■ Work to do
Rewrite every one of the following lines, requests included, and increase each x and y coordinate in the answers by 107.

──────── Task inputs

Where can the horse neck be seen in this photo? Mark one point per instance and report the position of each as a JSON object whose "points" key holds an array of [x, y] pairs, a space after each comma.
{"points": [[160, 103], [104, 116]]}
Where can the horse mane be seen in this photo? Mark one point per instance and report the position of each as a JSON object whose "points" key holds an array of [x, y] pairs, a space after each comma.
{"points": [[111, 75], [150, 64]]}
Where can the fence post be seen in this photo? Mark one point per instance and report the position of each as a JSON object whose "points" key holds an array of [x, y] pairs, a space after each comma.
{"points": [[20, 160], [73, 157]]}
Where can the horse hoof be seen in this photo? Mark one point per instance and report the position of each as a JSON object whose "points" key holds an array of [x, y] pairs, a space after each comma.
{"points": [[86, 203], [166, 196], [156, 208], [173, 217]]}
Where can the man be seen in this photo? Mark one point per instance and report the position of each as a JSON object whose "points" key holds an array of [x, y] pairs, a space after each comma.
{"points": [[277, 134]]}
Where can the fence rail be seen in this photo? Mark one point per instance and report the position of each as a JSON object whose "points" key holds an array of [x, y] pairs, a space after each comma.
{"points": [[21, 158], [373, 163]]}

────────────────

■ Exercise answer
Where can the horse neck be seen in this photo? Mark one point per instance and report the position of each as a JSON object whose "points" key holds an array of [x, y] pairs, a space after each comma.
{"points": [[267, 210], [211, 223]]}
Where can the horse mane be seen in this photo? Mark one point per instance and report the position of each as a JSON object whose "points" key holds an array of [x, y] pairs, a space after each comma.
{"points": [[218, 182], [257, 171]]}
Where can the fence post be seen in this photo? Mark one point per instance and report the position of each as a JSON object whose "points" key holds an array of [x, y] pairs, a space after each comma.
{"points": [[127, 267], [180, 264]]}
Where can the horse hoof be seen in this photo? Mark one point per instance and report the position of each as a JSON object whose "points" key holds an array of [x, y] pairs, a space after each comma.
{"points": [[193, 310], [273, 303], [263, 315], [280, 324]]}
Where can the man be seen in this photo? Mark one point per instance and report the position of each as a JSON object whose "points" key holds an array of [x, y] pairs, a space after each comma.
{"points": [[384, 241]]}
Where can the fence rail be seen in this photo? Mark one point per instance and report the position of each as a JSON object whose "points" key holds an array of [x, y] pairs, a space after each comma.
{"points": [[128, 265], [480, 270]]}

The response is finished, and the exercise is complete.